- [INSTRUCTION]:
Count the lines in the listing below that contain the string "balloon", treating uppercase and lowercase as different, and reply with only the number.

---------- EXTRACTED RECORDS ----------

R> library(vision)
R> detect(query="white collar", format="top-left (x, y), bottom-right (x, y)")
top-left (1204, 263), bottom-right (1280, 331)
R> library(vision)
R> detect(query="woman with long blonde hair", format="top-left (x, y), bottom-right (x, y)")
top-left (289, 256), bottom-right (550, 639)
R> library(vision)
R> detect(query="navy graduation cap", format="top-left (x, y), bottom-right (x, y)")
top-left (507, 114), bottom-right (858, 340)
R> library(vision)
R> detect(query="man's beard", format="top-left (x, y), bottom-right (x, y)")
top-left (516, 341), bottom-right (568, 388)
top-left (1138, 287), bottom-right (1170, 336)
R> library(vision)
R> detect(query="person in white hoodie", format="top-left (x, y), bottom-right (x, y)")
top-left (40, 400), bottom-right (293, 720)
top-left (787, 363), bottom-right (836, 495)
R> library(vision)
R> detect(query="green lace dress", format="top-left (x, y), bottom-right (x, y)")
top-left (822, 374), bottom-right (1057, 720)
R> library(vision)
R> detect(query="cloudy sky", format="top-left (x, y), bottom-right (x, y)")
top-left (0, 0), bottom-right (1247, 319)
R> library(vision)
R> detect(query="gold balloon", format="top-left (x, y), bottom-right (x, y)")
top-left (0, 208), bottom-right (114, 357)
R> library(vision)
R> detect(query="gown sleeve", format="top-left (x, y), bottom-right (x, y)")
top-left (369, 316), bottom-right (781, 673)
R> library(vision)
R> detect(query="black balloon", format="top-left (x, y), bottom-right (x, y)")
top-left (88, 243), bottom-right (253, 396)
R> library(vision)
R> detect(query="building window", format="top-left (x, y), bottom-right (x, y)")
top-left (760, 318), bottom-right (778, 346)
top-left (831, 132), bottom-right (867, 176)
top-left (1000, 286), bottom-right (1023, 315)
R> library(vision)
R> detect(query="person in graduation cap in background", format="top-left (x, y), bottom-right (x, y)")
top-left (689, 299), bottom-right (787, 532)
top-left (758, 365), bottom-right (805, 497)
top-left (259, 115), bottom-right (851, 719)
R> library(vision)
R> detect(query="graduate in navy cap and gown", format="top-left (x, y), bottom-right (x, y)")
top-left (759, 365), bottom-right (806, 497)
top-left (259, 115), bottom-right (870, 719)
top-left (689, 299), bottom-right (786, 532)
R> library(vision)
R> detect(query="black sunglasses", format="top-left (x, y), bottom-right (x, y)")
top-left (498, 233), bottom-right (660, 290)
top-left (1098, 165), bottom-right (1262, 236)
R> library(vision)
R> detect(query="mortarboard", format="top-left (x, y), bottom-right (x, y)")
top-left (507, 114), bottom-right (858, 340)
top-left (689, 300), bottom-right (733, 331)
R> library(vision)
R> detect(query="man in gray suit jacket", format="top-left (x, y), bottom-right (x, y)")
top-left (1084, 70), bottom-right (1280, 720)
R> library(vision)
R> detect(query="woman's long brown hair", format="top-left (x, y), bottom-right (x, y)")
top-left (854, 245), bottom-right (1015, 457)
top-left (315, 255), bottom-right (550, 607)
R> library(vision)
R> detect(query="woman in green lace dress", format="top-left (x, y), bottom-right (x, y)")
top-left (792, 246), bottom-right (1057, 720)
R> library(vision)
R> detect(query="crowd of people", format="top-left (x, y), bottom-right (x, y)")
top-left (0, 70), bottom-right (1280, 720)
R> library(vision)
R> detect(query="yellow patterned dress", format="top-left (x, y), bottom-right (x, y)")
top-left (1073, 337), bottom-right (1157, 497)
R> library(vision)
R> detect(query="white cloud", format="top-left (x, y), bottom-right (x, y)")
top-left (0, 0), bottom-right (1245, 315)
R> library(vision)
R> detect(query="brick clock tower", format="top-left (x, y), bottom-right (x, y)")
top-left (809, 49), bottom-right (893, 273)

----------

- [COMPLETED TASK]:
2